The answer must consist of every line from the data that holds the string "mound".

+++

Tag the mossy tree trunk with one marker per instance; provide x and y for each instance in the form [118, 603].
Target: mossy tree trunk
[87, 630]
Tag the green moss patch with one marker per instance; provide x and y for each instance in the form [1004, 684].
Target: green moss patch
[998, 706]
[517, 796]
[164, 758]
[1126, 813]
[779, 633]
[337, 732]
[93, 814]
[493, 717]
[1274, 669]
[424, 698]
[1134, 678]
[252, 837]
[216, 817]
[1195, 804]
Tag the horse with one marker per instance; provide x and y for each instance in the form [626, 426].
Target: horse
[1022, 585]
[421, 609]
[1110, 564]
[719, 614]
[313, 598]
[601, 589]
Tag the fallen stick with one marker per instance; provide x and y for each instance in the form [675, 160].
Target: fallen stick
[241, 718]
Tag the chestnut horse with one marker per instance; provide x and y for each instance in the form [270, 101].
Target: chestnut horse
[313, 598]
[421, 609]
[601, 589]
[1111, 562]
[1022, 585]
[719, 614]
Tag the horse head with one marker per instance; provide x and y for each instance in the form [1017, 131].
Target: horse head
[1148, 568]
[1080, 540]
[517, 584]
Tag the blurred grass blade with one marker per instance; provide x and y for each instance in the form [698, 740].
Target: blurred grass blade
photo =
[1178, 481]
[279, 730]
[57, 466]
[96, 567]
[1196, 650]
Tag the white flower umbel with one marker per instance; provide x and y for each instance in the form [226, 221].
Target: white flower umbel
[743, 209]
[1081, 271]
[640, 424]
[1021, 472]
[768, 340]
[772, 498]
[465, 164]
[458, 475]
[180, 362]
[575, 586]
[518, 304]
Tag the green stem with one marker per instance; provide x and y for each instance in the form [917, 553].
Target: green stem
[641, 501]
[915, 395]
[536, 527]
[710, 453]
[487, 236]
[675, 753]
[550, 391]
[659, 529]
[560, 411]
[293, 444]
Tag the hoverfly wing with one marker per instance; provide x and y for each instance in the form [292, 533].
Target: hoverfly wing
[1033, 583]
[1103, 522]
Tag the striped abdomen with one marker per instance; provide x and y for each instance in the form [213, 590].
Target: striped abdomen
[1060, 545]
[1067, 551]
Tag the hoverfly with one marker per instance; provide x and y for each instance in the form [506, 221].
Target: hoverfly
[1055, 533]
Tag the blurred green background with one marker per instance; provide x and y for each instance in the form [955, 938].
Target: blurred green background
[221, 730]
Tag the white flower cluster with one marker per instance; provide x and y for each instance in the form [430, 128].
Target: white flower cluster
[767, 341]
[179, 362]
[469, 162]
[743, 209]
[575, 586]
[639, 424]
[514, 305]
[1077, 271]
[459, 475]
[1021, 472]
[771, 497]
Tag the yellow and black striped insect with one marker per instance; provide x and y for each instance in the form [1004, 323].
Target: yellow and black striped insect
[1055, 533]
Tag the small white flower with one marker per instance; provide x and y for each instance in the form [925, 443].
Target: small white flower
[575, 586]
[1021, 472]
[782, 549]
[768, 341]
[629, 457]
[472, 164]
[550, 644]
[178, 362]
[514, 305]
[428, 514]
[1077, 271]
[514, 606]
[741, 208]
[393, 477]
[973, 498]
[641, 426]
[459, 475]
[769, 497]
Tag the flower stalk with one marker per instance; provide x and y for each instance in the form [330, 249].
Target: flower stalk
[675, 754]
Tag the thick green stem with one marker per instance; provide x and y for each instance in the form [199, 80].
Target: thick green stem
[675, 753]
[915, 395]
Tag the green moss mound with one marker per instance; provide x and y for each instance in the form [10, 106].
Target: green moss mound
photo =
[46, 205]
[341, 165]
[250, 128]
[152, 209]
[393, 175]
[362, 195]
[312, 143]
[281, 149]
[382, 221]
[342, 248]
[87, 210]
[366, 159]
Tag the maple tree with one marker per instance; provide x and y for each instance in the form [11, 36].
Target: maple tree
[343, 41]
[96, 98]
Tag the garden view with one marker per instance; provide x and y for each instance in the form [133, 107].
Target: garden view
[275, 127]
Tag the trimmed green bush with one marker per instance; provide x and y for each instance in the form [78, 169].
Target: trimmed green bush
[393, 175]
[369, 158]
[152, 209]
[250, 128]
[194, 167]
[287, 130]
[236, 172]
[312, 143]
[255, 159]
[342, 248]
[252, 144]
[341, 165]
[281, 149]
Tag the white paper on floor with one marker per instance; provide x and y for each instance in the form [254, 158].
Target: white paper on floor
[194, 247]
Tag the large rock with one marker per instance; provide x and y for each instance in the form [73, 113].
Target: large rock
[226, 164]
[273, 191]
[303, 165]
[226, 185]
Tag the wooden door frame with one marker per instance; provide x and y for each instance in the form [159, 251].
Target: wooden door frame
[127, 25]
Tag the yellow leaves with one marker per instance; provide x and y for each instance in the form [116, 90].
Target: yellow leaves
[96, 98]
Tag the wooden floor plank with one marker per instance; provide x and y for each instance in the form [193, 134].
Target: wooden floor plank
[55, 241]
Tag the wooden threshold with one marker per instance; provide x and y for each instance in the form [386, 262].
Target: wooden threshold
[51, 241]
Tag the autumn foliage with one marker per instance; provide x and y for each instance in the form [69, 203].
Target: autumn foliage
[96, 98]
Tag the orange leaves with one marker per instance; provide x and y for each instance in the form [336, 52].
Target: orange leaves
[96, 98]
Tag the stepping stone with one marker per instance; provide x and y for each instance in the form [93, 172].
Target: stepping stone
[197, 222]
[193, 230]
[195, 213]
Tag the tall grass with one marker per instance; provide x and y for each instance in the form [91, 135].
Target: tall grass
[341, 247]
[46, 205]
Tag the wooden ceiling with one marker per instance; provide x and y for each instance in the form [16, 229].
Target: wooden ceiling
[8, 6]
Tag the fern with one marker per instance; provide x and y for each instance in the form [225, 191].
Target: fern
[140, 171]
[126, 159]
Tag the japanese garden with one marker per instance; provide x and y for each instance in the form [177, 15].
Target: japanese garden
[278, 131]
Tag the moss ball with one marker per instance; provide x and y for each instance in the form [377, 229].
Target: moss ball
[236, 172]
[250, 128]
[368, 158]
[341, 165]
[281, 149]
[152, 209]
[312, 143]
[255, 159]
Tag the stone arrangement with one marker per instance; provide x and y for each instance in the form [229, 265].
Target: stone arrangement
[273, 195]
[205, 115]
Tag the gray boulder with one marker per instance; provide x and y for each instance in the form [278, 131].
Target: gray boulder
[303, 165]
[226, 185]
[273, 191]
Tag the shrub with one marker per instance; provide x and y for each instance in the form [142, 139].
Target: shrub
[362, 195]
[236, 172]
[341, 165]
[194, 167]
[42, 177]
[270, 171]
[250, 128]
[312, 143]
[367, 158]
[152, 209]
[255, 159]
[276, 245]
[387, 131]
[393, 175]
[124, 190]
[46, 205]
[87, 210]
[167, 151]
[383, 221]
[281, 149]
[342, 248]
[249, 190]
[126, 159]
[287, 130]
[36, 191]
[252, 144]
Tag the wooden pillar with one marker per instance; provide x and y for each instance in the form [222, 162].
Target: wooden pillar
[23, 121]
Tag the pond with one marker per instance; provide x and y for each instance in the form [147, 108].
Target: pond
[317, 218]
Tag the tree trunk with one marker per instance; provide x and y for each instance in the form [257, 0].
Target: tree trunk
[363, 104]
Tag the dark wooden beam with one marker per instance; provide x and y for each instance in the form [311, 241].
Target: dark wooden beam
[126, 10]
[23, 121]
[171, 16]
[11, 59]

+++

RESPONSE TO THE TASK
Tag the green moss mound with one marker per instance; provide x and y for each instance in the form [10, 106].
Target: green moss mound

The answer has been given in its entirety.